### ENTRIES PROVIDED

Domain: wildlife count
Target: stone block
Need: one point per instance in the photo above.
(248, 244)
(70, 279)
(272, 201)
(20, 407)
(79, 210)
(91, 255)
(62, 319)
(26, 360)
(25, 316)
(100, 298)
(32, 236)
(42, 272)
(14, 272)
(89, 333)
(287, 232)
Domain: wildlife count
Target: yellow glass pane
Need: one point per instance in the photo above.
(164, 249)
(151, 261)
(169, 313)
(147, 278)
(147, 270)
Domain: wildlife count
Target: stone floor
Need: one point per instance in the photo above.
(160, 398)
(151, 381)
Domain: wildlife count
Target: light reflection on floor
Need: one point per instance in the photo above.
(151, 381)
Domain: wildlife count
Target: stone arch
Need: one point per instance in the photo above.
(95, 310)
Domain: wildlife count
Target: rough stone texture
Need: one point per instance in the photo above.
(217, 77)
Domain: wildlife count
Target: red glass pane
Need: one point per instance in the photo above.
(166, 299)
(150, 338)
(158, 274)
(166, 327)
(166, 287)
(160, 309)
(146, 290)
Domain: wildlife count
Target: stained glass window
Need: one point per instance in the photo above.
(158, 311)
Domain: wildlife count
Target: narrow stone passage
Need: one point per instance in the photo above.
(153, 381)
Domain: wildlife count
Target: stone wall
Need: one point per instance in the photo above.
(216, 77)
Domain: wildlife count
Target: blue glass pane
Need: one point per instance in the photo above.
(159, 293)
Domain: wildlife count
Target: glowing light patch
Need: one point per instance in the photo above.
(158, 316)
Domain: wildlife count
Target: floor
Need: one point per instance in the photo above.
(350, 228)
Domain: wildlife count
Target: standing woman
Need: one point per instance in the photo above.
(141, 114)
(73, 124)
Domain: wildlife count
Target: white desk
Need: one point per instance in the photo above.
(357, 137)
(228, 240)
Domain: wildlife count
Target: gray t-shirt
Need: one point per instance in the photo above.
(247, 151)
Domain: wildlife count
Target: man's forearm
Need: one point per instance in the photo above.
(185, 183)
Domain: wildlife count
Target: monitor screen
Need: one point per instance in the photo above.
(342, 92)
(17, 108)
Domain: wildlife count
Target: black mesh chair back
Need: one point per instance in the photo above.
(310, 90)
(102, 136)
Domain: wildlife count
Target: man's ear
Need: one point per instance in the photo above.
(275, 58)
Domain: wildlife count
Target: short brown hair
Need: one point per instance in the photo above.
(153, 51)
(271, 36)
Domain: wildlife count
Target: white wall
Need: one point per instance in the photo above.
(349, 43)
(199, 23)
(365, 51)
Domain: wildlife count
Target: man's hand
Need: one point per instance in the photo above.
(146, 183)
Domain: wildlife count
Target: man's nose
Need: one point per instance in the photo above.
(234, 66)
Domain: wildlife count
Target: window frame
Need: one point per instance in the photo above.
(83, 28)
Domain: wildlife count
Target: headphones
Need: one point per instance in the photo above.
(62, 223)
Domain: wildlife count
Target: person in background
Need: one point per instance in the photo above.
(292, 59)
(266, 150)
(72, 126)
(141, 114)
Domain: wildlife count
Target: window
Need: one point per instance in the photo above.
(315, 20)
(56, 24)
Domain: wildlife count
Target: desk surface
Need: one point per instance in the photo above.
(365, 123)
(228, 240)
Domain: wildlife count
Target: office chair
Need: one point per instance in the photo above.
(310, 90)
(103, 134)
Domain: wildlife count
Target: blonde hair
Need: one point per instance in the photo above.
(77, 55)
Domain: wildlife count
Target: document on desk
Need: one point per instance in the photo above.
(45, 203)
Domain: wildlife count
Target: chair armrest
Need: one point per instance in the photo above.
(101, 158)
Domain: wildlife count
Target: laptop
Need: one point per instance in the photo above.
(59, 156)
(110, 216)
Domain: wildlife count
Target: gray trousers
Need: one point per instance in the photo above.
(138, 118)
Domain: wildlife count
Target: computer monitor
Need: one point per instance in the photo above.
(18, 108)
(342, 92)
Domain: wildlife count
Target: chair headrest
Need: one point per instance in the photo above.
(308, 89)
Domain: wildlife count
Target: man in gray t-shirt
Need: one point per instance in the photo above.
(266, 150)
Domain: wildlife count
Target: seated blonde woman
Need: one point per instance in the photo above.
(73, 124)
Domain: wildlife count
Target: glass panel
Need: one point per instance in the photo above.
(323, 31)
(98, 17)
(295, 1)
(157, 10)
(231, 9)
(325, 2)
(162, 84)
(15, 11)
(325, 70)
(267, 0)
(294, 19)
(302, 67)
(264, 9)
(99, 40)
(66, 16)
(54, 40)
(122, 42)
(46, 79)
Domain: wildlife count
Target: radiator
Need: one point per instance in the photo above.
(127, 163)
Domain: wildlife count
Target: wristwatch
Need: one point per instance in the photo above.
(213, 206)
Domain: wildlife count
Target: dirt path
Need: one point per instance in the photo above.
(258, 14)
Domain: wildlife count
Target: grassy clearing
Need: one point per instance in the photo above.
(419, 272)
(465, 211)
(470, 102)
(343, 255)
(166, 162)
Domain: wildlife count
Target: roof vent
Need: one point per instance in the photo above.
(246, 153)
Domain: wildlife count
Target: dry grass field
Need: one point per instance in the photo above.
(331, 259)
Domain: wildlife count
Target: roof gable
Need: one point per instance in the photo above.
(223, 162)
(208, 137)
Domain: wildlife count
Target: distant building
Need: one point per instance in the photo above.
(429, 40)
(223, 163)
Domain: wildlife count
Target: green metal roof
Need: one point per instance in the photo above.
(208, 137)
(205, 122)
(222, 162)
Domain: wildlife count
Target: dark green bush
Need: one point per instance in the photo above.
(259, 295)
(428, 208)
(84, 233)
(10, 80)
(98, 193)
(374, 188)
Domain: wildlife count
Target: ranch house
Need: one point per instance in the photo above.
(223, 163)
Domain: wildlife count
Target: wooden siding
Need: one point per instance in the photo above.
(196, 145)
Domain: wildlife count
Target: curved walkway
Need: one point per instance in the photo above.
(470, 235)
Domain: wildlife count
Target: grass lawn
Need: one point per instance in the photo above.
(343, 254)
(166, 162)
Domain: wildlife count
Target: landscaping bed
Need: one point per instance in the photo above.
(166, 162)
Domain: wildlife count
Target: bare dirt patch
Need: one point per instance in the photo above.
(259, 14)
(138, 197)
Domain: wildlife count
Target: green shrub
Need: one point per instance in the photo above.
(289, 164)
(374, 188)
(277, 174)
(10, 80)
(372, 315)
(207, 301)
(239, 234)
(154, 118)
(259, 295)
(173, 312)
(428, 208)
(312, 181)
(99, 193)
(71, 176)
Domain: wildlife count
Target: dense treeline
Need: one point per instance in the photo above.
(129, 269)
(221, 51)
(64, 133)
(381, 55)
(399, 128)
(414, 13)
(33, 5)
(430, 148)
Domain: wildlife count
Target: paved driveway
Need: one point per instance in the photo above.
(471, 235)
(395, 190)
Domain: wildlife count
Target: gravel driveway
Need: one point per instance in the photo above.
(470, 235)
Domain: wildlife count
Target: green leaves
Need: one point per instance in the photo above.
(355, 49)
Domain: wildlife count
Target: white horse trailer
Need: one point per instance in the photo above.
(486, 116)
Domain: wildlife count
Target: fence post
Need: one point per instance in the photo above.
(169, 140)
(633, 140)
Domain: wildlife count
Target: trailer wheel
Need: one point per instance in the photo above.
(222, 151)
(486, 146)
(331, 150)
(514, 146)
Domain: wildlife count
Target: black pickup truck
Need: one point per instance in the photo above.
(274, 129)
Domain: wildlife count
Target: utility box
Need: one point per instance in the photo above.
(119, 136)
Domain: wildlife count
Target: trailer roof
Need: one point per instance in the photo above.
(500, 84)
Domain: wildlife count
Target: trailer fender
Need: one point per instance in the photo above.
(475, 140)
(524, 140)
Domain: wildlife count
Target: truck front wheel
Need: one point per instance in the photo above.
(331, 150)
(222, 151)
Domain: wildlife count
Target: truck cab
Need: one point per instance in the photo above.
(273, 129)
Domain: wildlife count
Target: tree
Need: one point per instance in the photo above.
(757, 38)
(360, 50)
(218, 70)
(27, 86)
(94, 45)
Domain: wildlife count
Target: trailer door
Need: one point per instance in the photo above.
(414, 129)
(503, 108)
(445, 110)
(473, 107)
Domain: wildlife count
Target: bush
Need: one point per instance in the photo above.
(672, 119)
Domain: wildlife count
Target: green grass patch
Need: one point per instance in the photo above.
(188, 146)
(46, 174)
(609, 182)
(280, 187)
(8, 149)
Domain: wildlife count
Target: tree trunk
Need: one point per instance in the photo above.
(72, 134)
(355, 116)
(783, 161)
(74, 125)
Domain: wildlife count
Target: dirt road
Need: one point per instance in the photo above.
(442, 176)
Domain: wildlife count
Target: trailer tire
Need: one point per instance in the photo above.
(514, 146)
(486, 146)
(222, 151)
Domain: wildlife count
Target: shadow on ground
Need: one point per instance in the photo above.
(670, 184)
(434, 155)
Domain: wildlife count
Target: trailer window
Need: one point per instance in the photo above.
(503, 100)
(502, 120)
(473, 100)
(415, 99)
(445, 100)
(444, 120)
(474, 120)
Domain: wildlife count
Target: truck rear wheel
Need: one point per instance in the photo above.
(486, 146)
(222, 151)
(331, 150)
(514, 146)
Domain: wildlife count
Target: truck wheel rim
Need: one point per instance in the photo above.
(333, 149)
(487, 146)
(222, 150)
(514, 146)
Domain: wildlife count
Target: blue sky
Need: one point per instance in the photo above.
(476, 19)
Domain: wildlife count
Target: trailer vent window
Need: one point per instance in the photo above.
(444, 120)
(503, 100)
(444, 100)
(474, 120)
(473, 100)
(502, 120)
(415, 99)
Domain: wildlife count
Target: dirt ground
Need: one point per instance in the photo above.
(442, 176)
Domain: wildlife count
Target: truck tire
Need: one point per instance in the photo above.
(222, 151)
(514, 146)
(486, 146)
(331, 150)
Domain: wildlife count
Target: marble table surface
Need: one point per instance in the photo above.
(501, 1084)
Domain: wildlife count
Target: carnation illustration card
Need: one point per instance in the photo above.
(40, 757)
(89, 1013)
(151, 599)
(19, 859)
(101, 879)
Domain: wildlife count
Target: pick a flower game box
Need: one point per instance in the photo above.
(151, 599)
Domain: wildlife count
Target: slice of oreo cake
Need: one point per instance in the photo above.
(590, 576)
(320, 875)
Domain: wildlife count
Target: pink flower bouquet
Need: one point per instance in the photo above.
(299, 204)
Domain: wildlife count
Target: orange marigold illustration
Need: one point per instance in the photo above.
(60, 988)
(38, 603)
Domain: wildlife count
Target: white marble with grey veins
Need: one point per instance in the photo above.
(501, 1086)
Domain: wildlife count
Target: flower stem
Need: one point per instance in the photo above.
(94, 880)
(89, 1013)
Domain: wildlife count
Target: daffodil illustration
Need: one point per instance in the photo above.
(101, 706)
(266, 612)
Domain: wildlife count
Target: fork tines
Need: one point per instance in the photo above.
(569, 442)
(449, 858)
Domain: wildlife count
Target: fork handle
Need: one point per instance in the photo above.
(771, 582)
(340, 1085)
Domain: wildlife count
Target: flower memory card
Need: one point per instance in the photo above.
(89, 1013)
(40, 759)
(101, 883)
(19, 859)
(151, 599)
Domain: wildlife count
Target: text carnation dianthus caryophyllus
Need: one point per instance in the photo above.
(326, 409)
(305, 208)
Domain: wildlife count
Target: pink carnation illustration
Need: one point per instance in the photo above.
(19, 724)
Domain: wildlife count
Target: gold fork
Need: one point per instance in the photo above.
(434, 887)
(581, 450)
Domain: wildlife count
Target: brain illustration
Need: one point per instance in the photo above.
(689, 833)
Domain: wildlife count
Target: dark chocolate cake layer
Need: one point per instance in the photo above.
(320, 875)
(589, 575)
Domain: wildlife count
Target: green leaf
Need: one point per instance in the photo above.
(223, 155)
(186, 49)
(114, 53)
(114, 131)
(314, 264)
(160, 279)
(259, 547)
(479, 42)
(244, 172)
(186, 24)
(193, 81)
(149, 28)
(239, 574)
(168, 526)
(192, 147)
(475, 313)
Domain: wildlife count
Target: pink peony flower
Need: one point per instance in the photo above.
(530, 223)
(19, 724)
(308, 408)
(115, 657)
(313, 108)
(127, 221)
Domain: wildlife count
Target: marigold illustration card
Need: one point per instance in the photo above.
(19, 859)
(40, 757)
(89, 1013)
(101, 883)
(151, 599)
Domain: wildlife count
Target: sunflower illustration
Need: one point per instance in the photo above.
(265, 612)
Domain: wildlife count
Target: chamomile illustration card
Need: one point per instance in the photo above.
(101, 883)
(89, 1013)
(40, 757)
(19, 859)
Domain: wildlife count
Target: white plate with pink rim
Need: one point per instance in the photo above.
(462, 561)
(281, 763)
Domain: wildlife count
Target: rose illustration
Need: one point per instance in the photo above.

### EXERCISE TASK
Gather every line of the material above that contains the string "floor", treating uppercase and lowercase letters as different.

### EXPECTED OUTPUT
Target: stone floor
Target: light reflection on floor
Target: floor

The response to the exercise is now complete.